▶ REQUIREMENTS
Collect every line in the records below that contains the string "guitar" and copy each one in full.

** START OF MATERIAL FOR THIS TASK **

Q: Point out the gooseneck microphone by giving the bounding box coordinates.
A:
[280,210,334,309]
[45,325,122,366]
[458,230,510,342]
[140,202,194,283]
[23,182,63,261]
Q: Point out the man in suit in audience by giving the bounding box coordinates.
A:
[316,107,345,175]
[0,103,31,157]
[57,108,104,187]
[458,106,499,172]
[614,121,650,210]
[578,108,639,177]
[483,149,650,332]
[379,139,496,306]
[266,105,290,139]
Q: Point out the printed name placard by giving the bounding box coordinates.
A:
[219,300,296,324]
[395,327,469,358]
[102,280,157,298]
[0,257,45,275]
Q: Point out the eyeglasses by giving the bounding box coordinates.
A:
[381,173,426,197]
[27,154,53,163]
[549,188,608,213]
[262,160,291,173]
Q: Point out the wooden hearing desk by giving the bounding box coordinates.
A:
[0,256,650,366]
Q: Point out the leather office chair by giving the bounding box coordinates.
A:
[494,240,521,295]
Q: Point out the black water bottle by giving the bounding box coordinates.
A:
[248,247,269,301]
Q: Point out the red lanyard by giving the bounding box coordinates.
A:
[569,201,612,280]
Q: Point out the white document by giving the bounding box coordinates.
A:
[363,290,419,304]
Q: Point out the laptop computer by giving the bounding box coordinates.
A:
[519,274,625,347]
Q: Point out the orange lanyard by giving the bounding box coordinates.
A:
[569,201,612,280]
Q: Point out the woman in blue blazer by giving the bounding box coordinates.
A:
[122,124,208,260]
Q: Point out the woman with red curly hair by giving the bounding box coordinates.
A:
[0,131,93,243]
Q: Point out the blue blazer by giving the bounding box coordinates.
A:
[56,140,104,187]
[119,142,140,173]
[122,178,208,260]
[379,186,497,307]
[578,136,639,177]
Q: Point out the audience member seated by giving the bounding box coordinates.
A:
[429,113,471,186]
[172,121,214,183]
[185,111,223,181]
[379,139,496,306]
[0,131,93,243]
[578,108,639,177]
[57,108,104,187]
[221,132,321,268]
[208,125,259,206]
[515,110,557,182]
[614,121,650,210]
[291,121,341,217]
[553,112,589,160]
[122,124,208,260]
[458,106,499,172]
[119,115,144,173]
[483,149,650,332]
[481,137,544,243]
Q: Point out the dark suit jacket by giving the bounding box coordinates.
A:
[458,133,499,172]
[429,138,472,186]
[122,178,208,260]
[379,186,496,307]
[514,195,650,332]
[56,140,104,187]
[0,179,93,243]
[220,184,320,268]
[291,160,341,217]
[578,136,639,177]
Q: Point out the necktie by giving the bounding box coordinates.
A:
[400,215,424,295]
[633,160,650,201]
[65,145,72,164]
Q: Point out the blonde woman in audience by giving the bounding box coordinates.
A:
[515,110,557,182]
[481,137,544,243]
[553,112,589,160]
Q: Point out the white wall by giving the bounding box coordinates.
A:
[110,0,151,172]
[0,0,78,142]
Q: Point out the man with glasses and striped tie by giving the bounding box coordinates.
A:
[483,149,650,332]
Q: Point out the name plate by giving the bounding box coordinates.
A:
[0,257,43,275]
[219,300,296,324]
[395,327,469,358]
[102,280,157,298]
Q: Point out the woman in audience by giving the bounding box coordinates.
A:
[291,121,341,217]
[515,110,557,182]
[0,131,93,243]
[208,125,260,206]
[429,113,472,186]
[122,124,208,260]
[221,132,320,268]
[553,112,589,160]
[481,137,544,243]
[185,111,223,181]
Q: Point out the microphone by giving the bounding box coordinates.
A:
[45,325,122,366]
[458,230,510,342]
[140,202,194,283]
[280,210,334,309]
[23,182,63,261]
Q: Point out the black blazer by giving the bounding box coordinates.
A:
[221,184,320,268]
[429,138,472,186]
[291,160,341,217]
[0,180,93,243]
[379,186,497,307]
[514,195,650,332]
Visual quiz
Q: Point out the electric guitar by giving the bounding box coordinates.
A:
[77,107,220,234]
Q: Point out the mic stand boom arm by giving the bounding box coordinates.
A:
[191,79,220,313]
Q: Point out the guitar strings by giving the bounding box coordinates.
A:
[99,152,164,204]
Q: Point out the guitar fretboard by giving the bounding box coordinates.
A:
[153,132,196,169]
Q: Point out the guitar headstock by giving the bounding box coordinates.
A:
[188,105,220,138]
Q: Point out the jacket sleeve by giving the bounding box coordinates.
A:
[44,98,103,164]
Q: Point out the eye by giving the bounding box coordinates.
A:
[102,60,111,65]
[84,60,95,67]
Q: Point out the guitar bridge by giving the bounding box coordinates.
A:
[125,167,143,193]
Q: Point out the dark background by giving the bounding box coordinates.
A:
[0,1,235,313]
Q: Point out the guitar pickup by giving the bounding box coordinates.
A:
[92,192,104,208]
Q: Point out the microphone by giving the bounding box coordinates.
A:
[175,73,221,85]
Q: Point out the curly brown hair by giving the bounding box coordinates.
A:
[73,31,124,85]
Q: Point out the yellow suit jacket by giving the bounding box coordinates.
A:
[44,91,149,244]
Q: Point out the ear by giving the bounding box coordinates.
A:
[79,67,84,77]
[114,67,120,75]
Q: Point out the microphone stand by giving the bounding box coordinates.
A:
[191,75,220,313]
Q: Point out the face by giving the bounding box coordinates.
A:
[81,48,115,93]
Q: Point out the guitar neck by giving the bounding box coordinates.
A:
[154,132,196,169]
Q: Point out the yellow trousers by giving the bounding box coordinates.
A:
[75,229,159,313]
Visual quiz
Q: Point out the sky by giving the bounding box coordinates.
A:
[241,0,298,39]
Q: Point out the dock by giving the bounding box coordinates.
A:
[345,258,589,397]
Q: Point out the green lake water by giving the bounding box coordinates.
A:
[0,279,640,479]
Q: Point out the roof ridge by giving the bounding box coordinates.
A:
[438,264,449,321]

** END OF MATERIAL FOR THIS TASK **
** START OF MATERIAL FOR THIS TASK **

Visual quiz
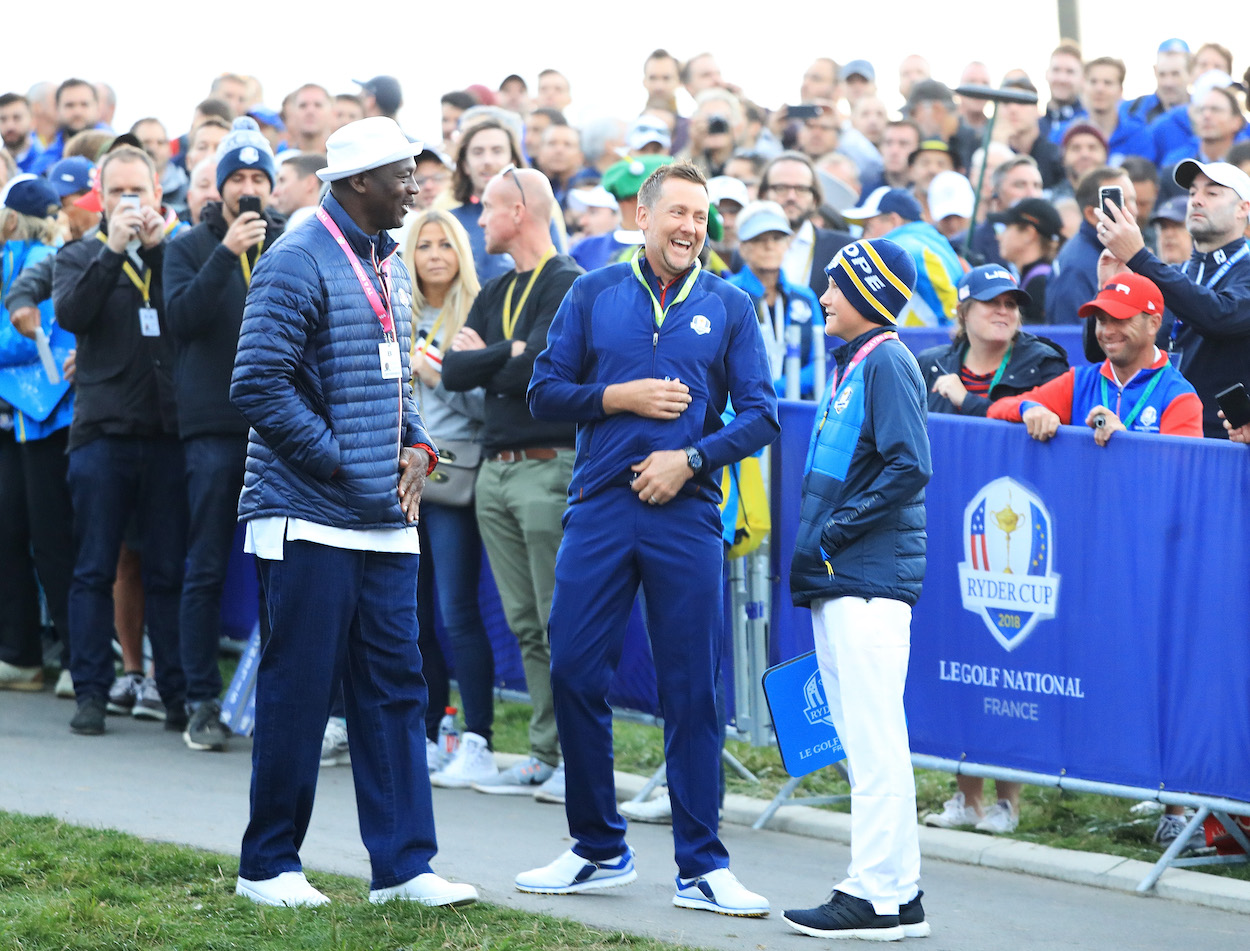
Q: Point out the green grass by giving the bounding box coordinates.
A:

** END OF MATERIAL FOR THIS TASK **

▶ SOLUTION FOR THIS EXERCISE
Q: Point out the electric guitar by giving the bounding box coordinates.
Q: Point out the guitar strings by giving the bounding box coordinates.
Q: Point out the guitar fretboard by giving the bounding box coordinates.
Q: Point out the guitar headstock by giving the bounding box coordinates.
Q: Point out the guitar bridge by giving the bounding box coordinates.
Q: Point out the guitar pickup by giving the bounding box coordinates.
Q: Point out the guitar neck by giving the bounding box coordinates.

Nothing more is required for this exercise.